Rewrite only the rows between the line containing "pixel 406 579." and the line containing "pixel 473 751", inclusive, as a numbered list with blank lines omitted.

_ _ _ _ _

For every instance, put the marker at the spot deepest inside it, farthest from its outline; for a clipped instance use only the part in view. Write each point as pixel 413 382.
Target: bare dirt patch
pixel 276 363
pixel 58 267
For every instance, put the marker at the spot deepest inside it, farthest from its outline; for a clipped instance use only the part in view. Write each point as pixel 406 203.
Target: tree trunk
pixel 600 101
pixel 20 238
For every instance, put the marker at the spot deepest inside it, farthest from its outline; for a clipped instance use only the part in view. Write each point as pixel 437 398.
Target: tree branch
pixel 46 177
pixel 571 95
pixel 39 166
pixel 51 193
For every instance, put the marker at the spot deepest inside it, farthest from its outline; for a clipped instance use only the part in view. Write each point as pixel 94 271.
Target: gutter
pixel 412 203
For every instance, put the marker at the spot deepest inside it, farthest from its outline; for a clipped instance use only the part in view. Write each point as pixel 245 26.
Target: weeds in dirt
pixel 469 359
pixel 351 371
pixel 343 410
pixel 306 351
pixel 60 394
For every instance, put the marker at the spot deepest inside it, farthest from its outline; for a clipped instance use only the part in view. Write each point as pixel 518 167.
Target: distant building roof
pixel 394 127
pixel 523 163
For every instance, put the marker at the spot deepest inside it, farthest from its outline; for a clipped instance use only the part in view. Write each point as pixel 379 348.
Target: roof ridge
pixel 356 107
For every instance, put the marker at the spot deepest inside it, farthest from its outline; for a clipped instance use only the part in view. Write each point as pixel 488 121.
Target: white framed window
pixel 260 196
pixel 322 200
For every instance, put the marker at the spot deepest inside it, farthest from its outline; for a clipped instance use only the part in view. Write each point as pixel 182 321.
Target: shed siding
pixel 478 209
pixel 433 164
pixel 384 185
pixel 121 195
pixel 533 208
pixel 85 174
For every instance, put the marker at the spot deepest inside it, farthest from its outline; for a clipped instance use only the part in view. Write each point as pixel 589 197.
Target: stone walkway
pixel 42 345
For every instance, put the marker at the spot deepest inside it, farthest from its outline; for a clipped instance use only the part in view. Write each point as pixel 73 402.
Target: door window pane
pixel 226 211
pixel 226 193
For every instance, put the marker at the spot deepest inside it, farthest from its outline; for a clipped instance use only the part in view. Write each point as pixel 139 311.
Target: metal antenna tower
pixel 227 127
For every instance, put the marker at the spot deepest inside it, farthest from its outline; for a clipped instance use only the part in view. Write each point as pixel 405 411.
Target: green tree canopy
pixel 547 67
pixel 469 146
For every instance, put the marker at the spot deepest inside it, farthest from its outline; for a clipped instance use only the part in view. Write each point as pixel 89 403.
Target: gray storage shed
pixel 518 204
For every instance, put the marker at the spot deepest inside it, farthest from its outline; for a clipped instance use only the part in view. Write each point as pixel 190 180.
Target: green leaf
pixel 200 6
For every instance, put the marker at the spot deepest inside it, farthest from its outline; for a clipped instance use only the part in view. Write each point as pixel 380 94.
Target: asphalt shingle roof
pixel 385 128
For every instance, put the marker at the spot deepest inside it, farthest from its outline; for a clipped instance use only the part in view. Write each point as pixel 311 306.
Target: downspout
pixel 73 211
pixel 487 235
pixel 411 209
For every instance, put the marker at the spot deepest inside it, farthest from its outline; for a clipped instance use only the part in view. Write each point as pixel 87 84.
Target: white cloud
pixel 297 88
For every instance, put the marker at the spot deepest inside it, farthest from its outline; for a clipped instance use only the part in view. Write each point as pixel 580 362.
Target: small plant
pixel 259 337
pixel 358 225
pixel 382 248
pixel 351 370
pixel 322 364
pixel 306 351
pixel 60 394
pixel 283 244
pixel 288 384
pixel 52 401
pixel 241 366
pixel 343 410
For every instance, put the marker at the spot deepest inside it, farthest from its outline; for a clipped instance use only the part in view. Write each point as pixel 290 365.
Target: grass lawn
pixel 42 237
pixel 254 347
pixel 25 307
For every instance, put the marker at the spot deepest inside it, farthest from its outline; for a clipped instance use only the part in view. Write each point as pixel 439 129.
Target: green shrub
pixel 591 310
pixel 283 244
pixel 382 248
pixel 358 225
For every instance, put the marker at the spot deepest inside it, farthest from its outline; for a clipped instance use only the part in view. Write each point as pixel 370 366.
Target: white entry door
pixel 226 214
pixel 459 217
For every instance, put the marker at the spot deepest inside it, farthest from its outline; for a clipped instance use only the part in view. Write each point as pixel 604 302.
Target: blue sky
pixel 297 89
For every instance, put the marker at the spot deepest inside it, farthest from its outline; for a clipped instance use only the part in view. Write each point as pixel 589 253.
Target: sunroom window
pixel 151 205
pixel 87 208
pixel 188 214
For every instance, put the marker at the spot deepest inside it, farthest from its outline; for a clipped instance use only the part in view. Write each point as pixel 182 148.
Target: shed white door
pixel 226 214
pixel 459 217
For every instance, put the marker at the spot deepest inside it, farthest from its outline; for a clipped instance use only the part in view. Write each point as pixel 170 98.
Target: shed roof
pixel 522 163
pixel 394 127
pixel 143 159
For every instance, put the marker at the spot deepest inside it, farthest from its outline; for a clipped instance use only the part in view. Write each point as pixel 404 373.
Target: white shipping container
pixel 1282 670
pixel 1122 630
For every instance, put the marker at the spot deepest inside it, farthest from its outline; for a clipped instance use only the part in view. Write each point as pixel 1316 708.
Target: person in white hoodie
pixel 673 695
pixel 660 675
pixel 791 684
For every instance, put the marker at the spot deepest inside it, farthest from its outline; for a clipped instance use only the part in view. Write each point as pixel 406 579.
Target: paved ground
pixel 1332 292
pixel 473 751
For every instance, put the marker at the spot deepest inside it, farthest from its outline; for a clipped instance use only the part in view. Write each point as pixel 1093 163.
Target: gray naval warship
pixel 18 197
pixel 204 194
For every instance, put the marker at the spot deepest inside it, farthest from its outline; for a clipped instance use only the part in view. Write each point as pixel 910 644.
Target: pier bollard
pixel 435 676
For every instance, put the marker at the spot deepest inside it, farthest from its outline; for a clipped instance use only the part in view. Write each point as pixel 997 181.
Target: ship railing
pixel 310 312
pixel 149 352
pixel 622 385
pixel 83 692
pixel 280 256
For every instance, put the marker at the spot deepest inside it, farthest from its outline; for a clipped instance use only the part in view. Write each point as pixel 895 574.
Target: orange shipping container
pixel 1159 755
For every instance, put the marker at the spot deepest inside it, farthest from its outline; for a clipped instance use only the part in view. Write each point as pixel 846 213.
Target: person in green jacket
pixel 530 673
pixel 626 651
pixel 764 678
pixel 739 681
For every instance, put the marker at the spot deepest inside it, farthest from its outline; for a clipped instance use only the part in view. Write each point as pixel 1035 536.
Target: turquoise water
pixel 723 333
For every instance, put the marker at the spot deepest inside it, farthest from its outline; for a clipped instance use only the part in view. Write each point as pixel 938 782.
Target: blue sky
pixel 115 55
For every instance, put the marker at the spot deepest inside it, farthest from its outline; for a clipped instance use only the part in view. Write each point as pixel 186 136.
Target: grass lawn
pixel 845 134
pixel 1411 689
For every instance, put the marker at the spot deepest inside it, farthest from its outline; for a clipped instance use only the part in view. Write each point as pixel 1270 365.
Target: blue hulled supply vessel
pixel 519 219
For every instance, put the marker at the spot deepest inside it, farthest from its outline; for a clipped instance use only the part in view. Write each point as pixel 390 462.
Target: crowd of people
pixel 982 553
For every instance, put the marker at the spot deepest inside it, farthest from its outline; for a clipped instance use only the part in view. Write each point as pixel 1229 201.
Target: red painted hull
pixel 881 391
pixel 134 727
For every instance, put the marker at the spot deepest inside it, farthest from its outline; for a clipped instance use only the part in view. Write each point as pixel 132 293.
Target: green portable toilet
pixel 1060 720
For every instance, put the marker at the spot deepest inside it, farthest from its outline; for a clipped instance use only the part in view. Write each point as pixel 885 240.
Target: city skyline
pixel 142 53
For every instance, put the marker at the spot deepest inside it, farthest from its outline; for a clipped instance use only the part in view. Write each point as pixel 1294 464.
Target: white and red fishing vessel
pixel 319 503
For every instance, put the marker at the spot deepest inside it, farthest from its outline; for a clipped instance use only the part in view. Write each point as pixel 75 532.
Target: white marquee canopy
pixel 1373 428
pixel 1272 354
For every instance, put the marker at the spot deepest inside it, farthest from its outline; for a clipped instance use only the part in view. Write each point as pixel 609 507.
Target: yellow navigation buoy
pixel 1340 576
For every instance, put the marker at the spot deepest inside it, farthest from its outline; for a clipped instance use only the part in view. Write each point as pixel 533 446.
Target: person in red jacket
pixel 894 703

_ _ _ _ _

Response to this task:
1. For every instance, put the marker at the spot deepest inside it, farthest from its outline; for a clipped instance use only the part in view. Write each point as pixel 406 579.
2. Target: paved ground
3. pixel 1332 292
4. pixel 473 751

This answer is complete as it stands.